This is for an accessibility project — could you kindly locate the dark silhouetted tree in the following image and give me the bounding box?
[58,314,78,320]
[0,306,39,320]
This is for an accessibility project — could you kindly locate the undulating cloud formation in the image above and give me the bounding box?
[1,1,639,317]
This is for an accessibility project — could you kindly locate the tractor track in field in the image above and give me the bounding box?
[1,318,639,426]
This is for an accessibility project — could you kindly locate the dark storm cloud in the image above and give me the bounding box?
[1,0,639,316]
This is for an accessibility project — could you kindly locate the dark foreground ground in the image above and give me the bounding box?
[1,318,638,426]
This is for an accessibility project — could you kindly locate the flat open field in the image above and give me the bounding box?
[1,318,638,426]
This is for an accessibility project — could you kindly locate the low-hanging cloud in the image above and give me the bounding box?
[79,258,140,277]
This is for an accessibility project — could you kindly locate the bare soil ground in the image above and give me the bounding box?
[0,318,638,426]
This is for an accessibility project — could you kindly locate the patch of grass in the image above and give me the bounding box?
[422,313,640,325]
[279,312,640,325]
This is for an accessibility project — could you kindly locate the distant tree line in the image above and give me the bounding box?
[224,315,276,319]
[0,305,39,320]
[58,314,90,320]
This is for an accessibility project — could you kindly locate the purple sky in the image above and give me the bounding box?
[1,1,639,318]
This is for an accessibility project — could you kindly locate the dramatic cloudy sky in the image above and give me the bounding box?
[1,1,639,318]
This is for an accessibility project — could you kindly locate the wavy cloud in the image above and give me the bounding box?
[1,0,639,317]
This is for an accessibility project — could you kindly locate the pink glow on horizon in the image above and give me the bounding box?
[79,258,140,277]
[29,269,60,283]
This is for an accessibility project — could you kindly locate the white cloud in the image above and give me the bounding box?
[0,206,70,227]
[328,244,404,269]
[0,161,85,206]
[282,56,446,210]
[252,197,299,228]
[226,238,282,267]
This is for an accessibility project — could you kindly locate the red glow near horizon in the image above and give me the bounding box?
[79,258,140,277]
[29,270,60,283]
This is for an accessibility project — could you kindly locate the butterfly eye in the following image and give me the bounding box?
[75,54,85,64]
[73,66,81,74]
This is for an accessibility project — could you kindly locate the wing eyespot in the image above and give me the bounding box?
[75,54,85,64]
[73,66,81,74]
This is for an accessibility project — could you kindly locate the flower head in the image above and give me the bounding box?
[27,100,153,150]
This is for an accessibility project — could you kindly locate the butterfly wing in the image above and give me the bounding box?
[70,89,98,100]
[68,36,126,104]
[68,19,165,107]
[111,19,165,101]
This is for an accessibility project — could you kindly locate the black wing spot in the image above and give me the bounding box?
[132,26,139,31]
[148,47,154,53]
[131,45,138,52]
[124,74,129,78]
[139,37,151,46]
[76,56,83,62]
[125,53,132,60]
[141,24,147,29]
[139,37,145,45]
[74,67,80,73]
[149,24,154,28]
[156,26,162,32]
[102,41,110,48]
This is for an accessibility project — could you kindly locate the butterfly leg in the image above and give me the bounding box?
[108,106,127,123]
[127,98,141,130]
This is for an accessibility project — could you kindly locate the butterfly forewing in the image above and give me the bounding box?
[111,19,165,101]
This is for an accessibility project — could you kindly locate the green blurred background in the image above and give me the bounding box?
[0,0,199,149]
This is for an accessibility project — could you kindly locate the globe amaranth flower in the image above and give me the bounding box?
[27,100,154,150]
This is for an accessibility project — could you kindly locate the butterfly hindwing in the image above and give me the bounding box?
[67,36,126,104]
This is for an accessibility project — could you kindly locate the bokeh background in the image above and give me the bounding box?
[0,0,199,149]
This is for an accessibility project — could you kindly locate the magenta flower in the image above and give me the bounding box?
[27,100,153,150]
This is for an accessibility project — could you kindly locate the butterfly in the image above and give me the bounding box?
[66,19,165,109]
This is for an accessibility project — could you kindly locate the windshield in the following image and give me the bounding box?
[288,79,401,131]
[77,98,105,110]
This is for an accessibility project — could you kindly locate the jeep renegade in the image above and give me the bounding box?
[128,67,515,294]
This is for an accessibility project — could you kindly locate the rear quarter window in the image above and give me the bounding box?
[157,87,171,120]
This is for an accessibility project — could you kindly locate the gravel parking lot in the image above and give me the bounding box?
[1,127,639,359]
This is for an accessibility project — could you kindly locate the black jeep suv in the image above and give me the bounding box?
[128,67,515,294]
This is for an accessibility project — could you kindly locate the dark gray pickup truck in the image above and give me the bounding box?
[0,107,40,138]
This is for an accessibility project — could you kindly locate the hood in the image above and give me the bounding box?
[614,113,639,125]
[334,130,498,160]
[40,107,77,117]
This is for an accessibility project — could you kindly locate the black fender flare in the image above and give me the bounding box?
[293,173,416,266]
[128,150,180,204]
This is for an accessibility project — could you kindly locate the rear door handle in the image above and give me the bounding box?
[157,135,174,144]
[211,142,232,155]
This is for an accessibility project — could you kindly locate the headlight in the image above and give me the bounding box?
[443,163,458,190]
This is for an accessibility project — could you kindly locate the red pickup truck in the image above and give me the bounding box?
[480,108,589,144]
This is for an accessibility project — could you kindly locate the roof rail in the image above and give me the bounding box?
******************************
- **TASK OBJECTIVE**:
Would you retype all of the data exactly as shown?

- **WRITTEN RESPONSE**:
This is for an accessibility project — could you kindly locate the dark silhouetted tree in the following image and give me the bounding box?
[58,314,78,320]
[0,306,39,320]
This is for an accessibility project — could you kindly locate the undulating cloud formation in the image above and give me the bounding box?
[1,1,639,317]
This is for an accessibility project — could you kindly locate the tractor track in field in the image above and give me the bounding box?
[1,318,639,426]
This is for an accessibility project — could you kindly locate the dark storm cloud in the image above and give me the bounding box?
[1,0,639,316]
This is for an accessibility project — could you kindly locate the dark foreground ground in the image above and give me the bounding box?
[1,318,638,426]
This is for an accessibility project — could you kindly locate the flat open field in the image above and give me the bounding box?
[1,318,638,426]
This is for an accessibility project — could you kindly locate the low-hanging cloud in the image above and give me the bounding box?
[79,258,140,277]
This is for an accessibility project — could you kindly locate the bare soil ground in the image above and give me the bounding box?
[0,318,638,426]
This is for an accessibility project — could you kindly locate the patch of grass in the image above and give me the bounding box?
[422,313,640,325]
[279,312,640,325]
This is for an accessibility project — could you kindly locate the distant tree line in the image above and give me the bounding box?
[224,315,276,319]
[0,305,39,320]
[58,314,90,320]
This is for an accessibility project — could you kindly locate the purple sky in the image above and give me the bounding box?
[1,1,639,318]
This is for an accessibility project — could you kindly locate the dramatic cloudy sky in the image above and give me the bounding box?
[1,1,639,318]
This is for an accessibility project — could you kindly locate the wavy cloud in the image above and give me the bounding box?
[1,0,639,317]
This is for an accessibility project — could you kindly locate the pink glow on horizon in the image above and give me the bounding box?
[79,258,140,277]
[29,269,60,283]
This is for an accessibility project — could you kindly locate the white cloud in the image above and give me the bounding box?
[0,206,70,227]
[328,244,404,269]
[0,161,85,206]
[282,56,446,210]
[252,197,299,228]
[226,238,282,267]
This is for an accessibility project — could you kindly locate the red glow near horizon in the image above and give me the bounding box?
[79,258,140,277]
[29,270,60,283]
This is for an accessibility project — could you kindly locate the butterfly eye in the following image and give me the bounding box?
[75,54,85,64]
[73,66,81,74]
This is for an accessibility project — could you kindly locate the wing eyespot in the image above and give me the bounding box?
[75,54,85,64]
[73,66,81,74]
This is for an accessibility project — could you kindly locate the flower head in the image above and give me the bounding box?
[27,100,153,150]
This is for an accessibility project — could you kindly locate the butterfly wing in the image above and give me the bounding box?
[70,89,98,100]
[68,36,126,104]
[68,19,165,107]
[111,19,165,101]
This is for an accessibility project — could you kindly locate the black wing spot in the image above and give me the bounding box?
[132,26,139,31]
[148,47,154,53]
[131,45,138,52]
[124,74,129,78]
[139,37,151,46]
[76,56,83,62]
[125,53,132,60]
[141,24,147,29]
[139,37,145,45]
[74,67,80,73]
[149,24,154,28]
[156,26,162,32]
[102,41,110,48]
This is for an accessibility project — could you kindly locate the butterfly leg in the image above and give me the bounding box?
[108,106,127,123]
[127,98,141,130]
This is for an accessibility project — could you kindly locate the butterfly forewing in the image above and give me the bounding box?
[111,19,165,101]
This is for an accessibility project — could you kindly locate the green blurred background in the image above and give me the bounding box?
[0,0,199,149]
This is for an accessibility project — could you kindly locate the globe amaranth flower in the image above and give me the bounding box?
[27,100,154,150]
This is for an accessibility project — could you kindly locate the butterfly hindwing in the image above and give me the bounding box?
[67,36,126,104]
This is for an accessibility project — could you kindly locate the bokeh background in the image above and give me the bounding box?
[0,0,199,149]
This is for an accessibility project — could you kindly locate the magenta flower in the image above and give me the bounding box?
[27,100,153,150]
This is for an accessibility project — could you kindly locate the butterfly in the image above and give me the bounding box?
[66,19,165,109]
This is for an accessibility project — could you kindly locate the windshield in the following image and give me the bounding box?
[288,79,401,131]
[77,98,105,110]
This is for an accessibility project — could you kindly locate the jeep renegade in the image above and give me the bounding box?
[128,67,515,294]
This is for an accessibility project — could you kindly locate the rear quarter window in the image above and give me the bounding box?
[157,87,171,120]
This is for an accessibility project — could you kindly locate the gravel parking lot in the image above and give me the bounding box?
[1,127,639,359]
This is for an accessibility project — could you kindly locate the black jeep suv in the image above and give me the bounding box?
[128,67,515,294]
This is for an accessibility project — could you kindly locate the dark gray pickup truck in the image above and give me the bounding box?
[0,107,40,138]
This is for an accessibility project — could you kindly locate the hood in the image above and give me the bounding box?
[614,113,639,125]
[334,130,498,160]
[40,107,77,117]
This is for an accessibility project — could you kindly locate the black fender flare in the image above and give me the bounding box?
[293,173,416,266]
[128,150,180,204]
This is for an accessibility project — could you kindly locate the rear door handle in the image above and give me the bounding box?
[157,135,174,144]
[211,142,232,155]
This is for an accessibility project — could you kindly locate the headlight in the image above and give me the bounding box?
[443,163,458,190]
This is for an accessibility project — could you kindly locate the red pickup truck in the image above and give me the bounding box?
[480,108,589,144]
This is for an accessibility project — could you kindly locate the roof rail in the image above and give me the bounding box?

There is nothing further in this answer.